- Tasks to carry out -
[a] Reproduce part of the passage on birth registration and legal identity, beginning at the words "Global legal identity" and stopping after "state development prospects.".
[b] Carry on the passage on birth registration and legal identity from its final sentence.
*** Extracted text ***
Birth registration does not establish nationality but it helps to prevent statelessness because it establishes a legal record as to where a child was born and records who his/her parents are, being key bits of information in establishing entitlement to nationality under separate state nationality law. National Guidelines issued by the Home Office state that UK birth certificates are ‘evidence of an event’ of birth and not evidence of an individual’s identity for the purposes of conferring British nationality upon a child.
However, despite member states’ commitment to have universal civil registration and vital statistics (CRVS) systems, over 110 low and middle-income countries lack fully functioning systems. As such, it is estimated that there are more than 1 billion children under the age of five across the globe who do not appear in national records of civil status. They are legally invisible and this creates significant legal problems, including statelessness. It can also leave them vulnerable to marginalization, discrimination, abuse, child marriage, forced marriage of girls, child labour and child trafficking. Lack of birth registration can also undermine, or even prevent, their ability to access education and obtain employment.
Birth registration following assisted reproduction, including gamete donation and surrogacy, creates additional problems too. Operation of state law and policy can result in a mismatch between the child’s intended parents and those actually recorded on the child’s birth certificate. This can create complex international conflicts of law that leaves a child legally parentless and stateless and lacking a legal identity. This in turn can result in complex legal proceedings to resolve the child’s legal identity, parentage, status, care and family narrative.
Global legal identity initiatives
To help address the global identity gap, there have been a number of initiatives in recent years. In 2014, the World Bank launched its Initiative on Identification for Development. This promotes global digital identity and civil registration systems as these have the potential to transform state development prospects.
The First International Identity Management Conference was held from 23 – 25 September 2014 in Seoul, South Korea, with participants from Africa, Asia Pacific, Seoul, South Korea, Latin America and Caribbean Regions.
*** Items ***
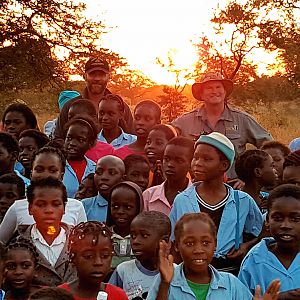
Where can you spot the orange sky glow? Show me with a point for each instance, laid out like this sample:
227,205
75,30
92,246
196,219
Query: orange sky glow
142,30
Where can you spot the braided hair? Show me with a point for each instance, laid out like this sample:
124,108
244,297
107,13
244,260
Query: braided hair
84,229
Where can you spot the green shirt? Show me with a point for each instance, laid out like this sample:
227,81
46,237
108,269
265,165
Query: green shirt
200,290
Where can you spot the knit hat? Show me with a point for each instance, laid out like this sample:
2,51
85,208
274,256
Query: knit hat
65,96
219,141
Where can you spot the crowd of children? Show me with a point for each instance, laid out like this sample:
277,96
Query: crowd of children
107,213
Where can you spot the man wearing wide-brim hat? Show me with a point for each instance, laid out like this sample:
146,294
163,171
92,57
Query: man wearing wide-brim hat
215,115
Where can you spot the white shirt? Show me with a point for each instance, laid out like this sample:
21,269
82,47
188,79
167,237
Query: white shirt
51,252
18,214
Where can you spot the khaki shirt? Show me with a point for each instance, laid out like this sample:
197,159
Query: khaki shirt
238,126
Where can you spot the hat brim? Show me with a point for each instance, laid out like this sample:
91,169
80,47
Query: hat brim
97,69
197,87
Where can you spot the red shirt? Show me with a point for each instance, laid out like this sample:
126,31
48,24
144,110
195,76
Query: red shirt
114,292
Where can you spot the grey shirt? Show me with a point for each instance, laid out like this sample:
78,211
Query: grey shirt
240,127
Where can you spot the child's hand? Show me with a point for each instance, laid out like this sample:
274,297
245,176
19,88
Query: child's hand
166,267
271,293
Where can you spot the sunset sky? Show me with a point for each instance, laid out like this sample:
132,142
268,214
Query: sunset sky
143,30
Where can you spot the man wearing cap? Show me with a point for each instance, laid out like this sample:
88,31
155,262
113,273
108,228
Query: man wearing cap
96,78
216,115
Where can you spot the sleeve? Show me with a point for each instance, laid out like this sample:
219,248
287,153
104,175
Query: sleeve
8,225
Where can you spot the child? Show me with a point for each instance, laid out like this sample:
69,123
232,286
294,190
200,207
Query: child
177,159
17,117
30,141
126,202
256,169
47,162
291,168
136,276
109,171
47,199
147,113
137,170
235,213
85,109
87,188
12,187
91,252
156,142
9,149
195,277
277,256
110,116
278,151
80,135
20,261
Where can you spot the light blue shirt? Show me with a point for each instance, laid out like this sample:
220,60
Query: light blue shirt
122,140
95,208
261,266
70,179
250,217
222,286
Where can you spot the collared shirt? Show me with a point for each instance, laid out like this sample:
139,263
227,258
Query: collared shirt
50,252
122,140
250,220
95,208
261,266
222,286
70,178
240,127
155,199
18,214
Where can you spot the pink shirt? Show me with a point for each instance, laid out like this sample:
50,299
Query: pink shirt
99,150
155,199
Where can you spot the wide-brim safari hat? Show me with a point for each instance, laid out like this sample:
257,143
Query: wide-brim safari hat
211,76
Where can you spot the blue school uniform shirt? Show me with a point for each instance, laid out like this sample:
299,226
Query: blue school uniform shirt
122,140
70,179
95,208
222,286
250,217
261,266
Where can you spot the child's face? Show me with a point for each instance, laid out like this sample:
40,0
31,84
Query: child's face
139,174
124,206
93,263
47,207
291,174
144,119
47,165
15,123
196,246
155,145
284,222
107,174
176,162
207,164
19,269
28,147
278,159
109,114
8,195
144,239
77,142
86,189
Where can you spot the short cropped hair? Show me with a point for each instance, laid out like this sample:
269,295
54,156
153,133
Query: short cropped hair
48,182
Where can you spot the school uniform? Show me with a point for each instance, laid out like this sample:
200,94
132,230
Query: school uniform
231,228
122,140
70,179
261,266
51,274
95,208
222,286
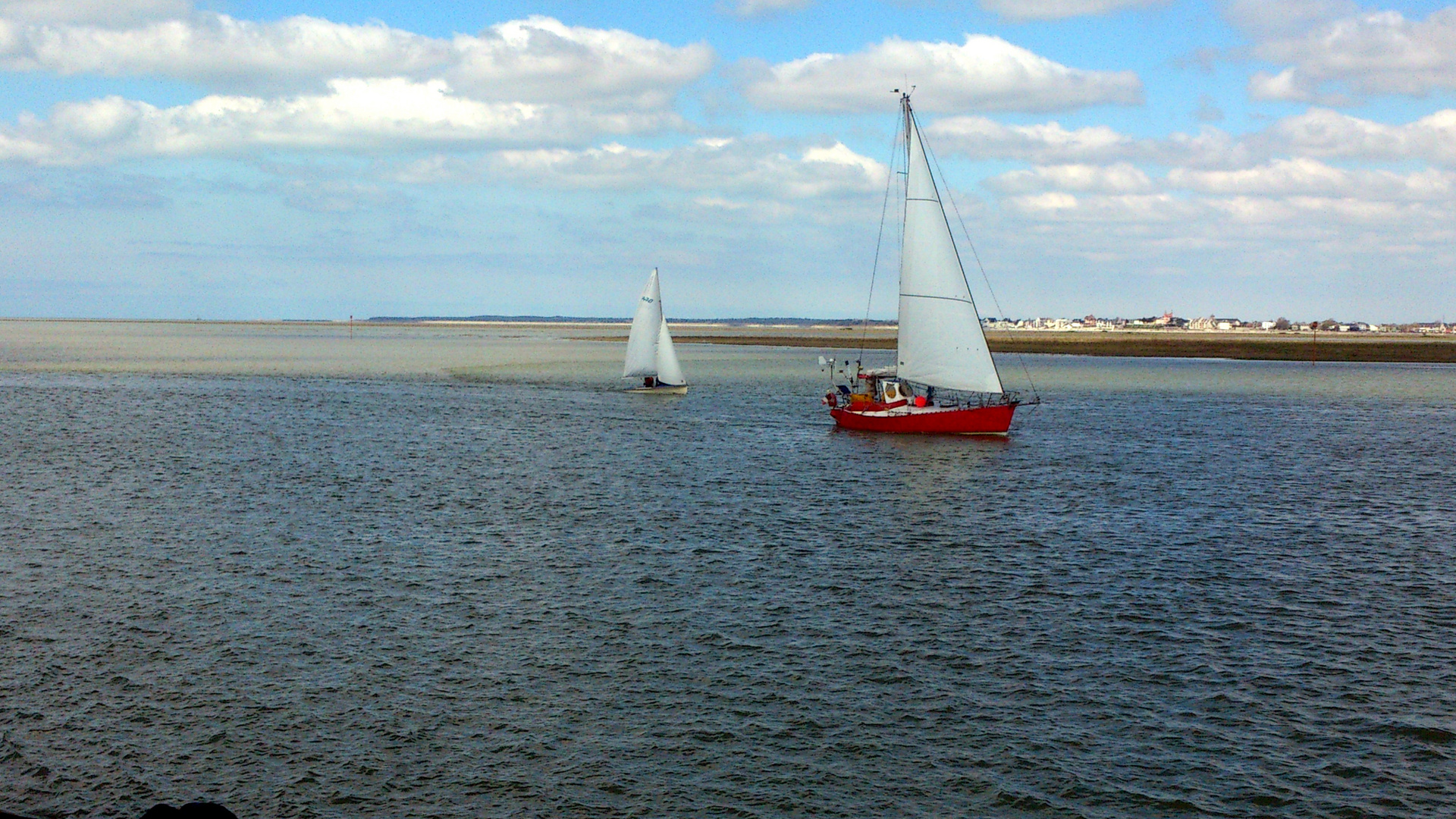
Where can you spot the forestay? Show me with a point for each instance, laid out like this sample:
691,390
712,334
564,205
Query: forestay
941,340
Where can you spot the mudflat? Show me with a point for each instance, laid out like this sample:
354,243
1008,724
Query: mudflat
1269,347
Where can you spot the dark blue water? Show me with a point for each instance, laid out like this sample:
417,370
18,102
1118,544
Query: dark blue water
1168,595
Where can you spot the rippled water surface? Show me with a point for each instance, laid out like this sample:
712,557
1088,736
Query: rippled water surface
1178,589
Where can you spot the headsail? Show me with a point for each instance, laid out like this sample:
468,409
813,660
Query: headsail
642,341
669,372
941,340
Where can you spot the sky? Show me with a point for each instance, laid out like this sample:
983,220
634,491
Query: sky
262,159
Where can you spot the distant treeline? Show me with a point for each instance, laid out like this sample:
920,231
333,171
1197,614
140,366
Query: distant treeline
617,319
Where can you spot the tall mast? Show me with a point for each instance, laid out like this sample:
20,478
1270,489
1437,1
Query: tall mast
941,341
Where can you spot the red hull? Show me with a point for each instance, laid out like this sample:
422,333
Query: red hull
970,422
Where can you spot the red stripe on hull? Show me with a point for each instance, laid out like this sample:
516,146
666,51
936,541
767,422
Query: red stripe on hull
973,422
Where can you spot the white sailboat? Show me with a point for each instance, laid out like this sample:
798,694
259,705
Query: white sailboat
650,347
944,379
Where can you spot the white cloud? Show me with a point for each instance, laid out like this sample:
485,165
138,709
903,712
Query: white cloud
530,60
1369,55
987,139
758,8
755,165
1264,19
983,74
1057,9
541,58
1304,178
1050,143
1331,134
96,12
1120,178
356,114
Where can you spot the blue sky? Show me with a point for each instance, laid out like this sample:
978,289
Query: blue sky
293,159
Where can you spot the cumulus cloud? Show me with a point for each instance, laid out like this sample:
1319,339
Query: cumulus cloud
1120,178
1057,9
96,12
1369,55
758,167
1304,177
529,60
1327,133
983,74
1050,143
356,114
1263,19
758,8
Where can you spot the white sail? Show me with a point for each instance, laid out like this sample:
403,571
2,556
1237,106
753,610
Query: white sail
669,372
941,340
642,340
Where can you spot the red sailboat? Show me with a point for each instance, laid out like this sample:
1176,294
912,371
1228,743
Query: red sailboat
944,379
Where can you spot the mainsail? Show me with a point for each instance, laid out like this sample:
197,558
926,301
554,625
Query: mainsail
650,346
647,327
941,340
669,372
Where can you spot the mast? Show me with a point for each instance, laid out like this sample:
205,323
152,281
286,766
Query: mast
941,341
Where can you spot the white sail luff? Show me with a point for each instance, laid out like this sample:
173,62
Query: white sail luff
641,360
941,340
669,372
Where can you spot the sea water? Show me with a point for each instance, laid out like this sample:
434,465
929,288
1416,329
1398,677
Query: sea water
1177,589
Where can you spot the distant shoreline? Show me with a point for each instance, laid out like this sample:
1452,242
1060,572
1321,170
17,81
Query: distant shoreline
1172,344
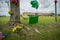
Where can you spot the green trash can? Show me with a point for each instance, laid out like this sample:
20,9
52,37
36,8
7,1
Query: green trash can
33,19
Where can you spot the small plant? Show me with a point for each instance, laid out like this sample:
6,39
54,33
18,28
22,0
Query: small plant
51,14
10,12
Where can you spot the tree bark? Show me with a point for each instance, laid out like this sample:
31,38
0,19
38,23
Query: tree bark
15,18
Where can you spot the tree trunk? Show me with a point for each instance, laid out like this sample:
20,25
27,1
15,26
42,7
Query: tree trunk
15,18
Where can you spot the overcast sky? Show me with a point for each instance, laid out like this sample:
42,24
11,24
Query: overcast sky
25,6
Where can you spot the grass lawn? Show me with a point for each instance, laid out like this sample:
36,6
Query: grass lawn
49,30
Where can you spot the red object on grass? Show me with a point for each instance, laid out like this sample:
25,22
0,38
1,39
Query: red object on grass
14,1
55,1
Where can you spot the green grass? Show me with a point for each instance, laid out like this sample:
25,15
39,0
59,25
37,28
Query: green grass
48,28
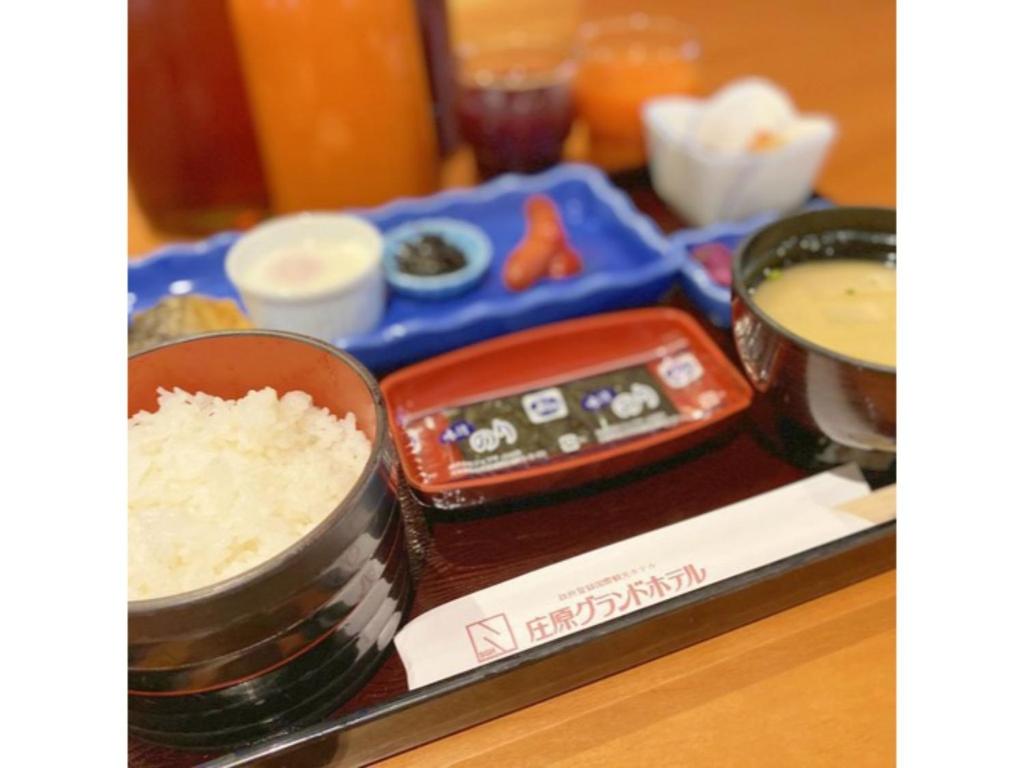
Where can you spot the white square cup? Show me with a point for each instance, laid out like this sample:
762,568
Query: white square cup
706,186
***
- Answers for the tasks -
[a]
Global legal identity initiatives
To help address the global identity gap, there have been a number of initiatives in recent years. In 2014, the World Bank launched its Initiative on Identification for Development. This promotes global digital identity and civil registration systems as these have the potential to transform state development prospects.

[b]
From 21 – 24 April 2015, an international conference called the Colloquium on the Future of Legal Identity was held in the Hague, Netherlands, where social scientists and identity policy researchers looked at various forms of civil registration and identification used around the world to inform policy makers. This highlighted the importance of developing and separating the terms legal identity, registration, citizenship, identification and ID documentation.
In September 2015, the 2030 Sustainable Development Goals (SDGs) (17 of them along with 169 targets) were adopted by all United Nations Member States. Within these, target 16.9 aims to “provide legal identity to all, including birth registration by 2030”. The SDG target intentionally focuses on birth registration as a pragmatic and bureaucratic way of dealing with legal identity since birth registration and civil documentation makes an individual legally visible in practice. A legal identity also helps promote inclusion. This ties in with Goal 16, under which the legal identity target falls, to “Promote peaceful and inclusive societies for sustainable development, provide access to justice for all and build effective, accountable and inclusive institutions at all levels”.
To help member states achieve the SDGs and meet target 16.9 to “provide legal identity for all, including birth registration”, the United Nations formed the Legal Identity Expert Group (LIEG) in September 2018. The LIEG’s main focus is to create an effective and cohesive response to help member states achieve the goal of closing the global identity gap.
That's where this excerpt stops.